▸ WHAT IS REQUIRED: Scan the entries below for the word "mouth" and copy every line where it turns up.
___ RECORDS PROVIDED ___
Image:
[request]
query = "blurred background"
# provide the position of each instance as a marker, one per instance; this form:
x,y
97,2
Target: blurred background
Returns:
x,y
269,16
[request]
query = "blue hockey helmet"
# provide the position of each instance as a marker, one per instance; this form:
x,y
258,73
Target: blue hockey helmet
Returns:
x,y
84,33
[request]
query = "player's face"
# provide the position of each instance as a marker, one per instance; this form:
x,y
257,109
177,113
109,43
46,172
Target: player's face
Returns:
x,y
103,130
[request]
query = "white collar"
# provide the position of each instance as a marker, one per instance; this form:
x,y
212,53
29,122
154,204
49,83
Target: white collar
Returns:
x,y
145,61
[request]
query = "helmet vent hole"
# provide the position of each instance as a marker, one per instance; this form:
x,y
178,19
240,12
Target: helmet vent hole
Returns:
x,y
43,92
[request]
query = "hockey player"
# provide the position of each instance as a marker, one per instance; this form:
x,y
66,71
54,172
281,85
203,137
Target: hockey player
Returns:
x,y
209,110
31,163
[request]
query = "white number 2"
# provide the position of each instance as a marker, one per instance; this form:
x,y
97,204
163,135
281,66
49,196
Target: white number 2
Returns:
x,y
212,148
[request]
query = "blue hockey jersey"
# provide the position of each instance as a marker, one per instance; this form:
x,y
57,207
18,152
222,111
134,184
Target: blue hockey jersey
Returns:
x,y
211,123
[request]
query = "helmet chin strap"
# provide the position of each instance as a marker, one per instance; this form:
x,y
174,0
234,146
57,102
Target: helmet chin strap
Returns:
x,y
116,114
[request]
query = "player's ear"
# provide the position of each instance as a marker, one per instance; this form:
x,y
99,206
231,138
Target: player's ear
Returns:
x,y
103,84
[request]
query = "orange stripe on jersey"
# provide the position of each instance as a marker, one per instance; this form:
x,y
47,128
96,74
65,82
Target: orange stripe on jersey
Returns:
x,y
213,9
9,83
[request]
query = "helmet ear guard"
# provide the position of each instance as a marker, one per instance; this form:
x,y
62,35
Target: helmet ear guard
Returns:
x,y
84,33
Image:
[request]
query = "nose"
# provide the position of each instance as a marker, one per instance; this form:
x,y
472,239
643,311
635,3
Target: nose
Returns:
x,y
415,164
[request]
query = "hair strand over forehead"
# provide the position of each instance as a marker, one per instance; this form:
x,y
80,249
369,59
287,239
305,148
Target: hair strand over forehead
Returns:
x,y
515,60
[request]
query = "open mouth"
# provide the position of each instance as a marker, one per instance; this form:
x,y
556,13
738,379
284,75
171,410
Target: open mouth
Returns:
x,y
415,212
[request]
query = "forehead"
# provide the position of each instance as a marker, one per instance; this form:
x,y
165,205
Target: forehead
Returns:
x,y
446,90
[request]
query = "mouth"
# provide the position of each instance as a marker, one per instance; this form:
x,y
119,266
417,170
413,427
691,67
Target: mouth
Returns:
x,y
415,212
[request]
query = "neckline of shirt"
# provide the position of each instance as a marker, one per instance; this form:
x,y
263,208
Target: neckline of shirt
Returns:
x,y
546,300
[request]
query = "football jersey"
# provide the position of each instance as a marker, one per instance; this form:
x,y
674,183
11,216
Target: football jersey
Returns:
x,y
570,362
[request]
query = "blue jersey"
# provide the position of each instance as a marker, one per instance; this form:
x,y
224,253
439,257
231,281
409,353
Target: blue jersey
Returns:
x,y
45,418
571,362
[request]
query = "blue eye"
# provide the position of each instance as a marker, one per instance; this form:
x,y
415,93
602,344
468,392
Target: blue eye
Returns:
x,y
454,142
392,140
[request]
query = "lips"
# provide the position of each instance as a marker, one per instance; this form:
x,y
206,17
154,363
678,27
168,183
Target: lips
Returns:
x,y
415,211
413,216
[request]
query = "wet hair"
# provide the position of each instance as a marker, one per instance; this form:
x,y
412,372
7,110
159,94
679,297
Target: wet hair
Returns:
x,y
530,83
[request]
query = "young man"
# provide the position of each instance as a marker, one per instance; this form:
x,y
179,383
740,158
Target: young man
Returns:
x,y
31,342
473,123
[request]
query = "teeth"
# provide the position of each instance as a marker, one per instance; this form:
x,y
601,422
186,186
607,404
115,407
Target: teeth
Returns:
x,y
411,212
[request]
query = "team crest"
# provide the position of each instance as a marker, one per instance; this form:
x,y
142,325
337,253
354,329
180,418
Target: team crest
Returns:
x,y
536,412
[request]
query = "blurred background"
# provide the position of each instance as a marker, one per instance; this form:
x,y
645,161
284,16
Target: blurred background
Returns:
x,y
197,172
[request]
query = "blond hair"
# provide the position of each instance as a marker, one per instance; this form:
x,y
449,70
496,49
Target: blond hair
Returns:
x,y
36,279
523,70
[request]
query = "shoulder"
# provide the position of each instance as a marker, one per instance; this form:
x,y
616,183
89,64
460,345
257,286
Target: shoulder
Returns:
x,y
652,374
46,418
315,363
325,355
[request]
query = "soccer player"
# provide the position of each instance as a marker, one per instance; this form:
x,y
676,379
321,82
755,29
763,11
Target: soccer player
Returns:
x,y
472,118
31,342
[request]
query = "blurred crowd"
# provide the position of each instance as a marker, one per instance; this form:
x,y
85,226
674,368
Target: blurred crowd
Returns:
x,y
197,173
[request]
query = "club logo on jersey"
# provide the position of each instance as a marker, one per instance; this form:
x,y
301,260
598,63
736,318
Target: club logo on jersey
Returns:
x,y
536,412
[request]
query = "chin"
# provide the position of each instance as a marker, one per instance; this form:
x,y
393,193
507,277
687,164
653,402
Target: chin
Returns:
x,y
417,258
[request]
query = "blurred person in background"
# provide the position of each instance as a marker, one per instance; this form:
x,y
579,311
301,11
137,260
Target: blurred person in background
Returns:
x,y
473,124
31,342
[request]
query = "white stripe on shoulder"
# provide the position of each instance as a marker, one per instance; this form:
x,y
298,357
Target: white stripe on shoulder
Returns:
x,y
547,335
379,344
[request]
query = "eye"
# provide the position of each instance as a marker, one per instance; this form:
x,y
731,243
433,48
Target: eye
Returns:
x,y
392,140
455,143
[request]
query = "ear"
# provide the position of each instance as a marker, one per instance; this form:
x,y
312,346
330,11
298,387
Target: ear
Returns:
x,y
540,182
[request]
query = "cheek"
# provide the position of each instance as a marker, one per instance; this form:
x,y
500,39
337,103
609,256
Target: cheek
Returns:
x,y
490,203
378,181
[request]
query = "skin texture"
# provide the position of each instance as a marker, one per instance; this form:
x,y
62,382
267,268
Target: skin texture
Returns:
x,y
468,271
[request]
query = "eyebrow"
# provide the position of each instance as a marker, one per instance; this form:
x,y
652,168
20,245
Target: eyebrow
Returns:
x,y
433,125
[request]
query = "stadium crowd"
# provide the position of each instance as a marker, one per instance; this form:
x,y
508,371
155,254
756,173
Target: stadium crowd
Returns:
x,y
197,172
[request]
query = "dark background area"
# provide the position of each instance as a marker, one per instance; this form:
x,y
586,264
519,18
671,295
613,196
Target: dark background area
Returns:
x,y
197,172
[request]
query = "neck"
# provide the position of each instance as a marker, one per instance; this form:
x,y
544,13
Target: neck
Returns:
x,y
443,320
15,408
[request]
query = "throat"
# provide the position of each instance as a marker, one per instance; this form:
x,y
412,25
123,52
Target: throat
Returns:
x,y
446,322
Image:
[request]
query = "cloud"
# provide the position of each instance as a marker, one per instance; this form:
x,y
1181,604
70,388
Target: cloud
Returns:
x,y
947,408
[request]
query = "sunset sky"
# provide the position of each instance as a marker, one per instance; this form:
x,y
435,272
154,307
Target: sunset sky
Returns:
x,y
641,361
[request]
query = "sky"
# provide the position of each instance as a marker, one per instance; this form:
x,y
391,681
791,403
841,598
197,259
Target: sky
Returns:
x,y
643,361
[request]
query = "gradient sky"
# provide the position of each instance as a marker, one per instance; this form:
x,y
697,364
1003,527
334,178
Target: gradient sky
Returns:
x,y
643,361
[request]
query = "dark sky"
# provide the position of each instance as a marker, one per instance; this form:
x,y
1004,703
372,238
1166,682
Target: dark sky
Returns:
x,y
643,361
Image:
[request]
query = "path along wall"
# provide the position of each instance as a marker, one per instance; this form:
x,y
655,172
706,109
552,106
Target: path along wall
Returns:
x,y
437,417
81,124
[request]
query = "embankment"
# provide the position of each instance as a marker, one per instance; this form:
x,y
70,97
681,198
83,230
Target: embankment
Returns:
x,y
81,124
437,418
___
▸ RESPONSE:
query = "open mouth"
Target: open mouth
query = "mouth"
Target: mouth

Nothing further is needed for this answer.